Exercise description: Write out every one of the rows below word for word, without changing anything.

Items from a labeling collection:
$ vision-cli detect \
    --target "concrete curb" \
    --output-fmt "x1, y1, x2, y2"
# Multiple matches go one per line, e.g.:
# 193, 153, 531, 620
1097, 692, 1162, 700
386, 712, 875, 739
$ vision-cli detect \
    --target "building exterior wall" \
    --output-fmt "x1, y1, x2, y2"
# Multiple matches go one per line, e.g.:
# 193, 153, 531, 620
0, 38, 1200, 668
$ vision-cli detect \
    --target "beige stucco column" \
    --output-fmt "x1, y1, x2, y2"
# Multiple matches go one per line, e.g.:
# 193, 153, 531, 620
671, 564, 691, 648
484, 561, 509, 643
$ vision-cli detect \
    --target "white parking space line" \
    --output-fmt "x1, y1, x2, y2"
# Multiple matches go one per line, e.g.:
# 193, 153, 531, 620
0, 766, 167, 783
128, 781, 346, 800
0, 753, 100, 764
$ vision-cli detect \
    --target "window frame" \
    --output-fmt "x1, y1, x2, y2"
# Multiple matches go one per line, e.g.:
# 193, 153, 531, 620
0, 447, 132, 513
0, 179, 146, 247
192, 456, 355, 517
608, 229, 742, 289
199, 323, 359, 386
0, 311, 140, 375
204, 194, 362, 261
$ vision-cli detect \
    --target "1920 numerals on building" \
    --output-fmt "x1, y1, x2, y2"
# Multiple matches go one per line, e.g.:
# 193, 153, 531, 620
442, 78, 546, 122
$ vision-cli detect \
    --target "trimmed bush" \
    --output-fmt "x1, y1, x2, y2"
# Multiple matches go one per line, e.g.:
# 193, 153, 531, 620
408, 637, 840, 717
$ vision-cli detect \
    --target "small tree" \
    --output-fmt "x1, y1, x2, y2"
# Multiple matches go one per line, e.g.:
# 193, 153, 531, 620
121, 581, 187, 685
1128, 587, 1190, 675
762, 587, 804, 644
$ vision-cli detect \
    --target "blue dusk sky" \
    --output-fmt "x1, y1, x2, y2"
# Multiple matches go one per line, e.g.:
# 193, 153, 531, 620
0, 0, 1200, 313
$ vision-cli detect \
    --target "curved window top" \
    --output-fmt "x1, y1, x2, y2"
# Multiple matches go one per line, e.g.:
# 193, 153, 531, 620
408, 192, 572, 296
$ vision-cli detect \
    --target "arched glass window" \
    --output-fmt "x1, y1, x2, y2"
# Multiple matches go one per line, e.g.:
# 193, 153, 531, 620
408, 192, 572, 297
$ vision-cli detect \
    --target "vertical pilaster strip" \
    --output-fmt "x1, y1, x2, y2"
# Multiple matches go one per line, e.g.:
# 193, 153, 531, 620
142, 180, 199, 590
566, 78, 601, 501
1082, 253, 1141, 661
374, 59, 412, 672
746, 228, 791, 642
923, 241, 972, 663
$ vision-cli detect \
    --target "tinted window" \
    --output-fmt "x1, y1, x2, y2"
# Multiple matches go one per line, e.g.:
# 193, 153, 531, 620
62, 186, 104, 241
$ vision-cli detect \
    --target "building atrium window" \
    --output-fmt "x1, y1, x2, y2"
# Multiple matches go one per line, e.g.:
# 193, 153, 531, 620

Complete response:
$ vision-cli detect \
    --target "concrete curb" \
    --output-fmt "x1, y1, x2, y2"
# Multiple matches go one per line, e.g.:
# 193, 153, 531, 620
1097, 692, 1162, 700
386, 712, 875, 739
$ vision-cli detect \
    --target "building exterior wall" \
    --output-fmt "x1, y1, x2, y2"
# Multiple matches go one per line, e.g.:
# 193, 153, 531, 620
0, 38, 1200, 668
$ vision-cli detect \
    --target "beige stucco column" \
    --output-fmt "x1, y1, x2, y2"
# Multiple matches go one per line, e.g.:
# 193, 153, 531, 620
671, 564, 691, 648
484, 561, 509, 643
$ vision-cli detect \
    --target "white parking space line" \
    --output-fmt "x1, y1, x2, y2"
# Multiple matches go one per line, e.g.:
# 193, 153, 531, 620
0, 766, 167, 783
128, 781, 346, 800
0, 753, 100, 764
$ vision-cli detect \
    --target "window frame" \
    --output-fmt "x1, y1, x2, y2"
# Multiple matches go one per line, e.g.:
# 193, 153, 531, 620
0, 447, 132, 513
0, 179, 146, 247
192, 456, 355, 517
608, 229, 742, 289
199, 323, 359, 386
0, 311, 140, 375
204, 194, 362, 261
$ vision-cli detect \
    --target "1920 numerals on building" \
    --output-fmt "x1, y1, x2, y2"
# Multiple matches go one per line, e.g.:
# 193, 153, 531, 620
442, 78, 546, 122
$ vision-cli detect \
    --target "trimmed bush" \
    --output-fmt "x1, y1, x2, y2"
# Multiple matches go one per line, e.g.:
# 193, 153, 531, 620
408, 637, 840, 717
$ vision-cli detect \
    --target "small tree" \
    --output-fmt "x1, y1, x2, y2"
# Multiple matches go one per line, e.g.:
# 193, 153, 531, 620
121, 581, 187, 685
1128, 587, 1190, 675
762, 587, 804, 644
$ vision-cli detect \
    --target "blue dusk sky" \
    --output-fmt "x1, y1, x2, y2"
# Multiple matches go one per line, e.g.:
# 193, 153, 531, 620
0, 0, 1200, 313
$ vision-cli detect \
    --target "curved window top" \
    --output-fmt "x1, y1, x2, y2"
# Multiple matches go one per line, e.g.:
# 193, 153, 531, 620
408, 192, 572, 296
$ vision-cli detect \
    --target "arched glass window" \
    --output-fmt "x1, y1, x2, y2"
# Multiple matches go one per line, e.g.:
# 193, 153, 531, 620
408, 192, 572, 297
$ vision-cli detect \
    --target "vertical pilaster strip" \
    --output-fmt "x1, y1, x2, y2"
# Multiple matches go one per line, e.g.:
# 193, 153, 531, 620
142, 180, 199, 590
566, 78, 601, 501
1082, 253, 1141, 661
374, 59, 412, 672
746, 228, 791, 642
923, 241, 972, 663
$ vision-cli detect \
    --target "tinted window" \
    --output-fmt "x1, y1, x2, y2"
# Multiple matches go one per line, e.g.:
# 193, 153, 531, 620
62, 186, 104, 241
$ vision-cli detect \
    --target "building atrium window" \
    --output-fmt "x1, y1, x2, y2"
# Multiple matches go one per line, e.g.:
# 193, 153, 531, 620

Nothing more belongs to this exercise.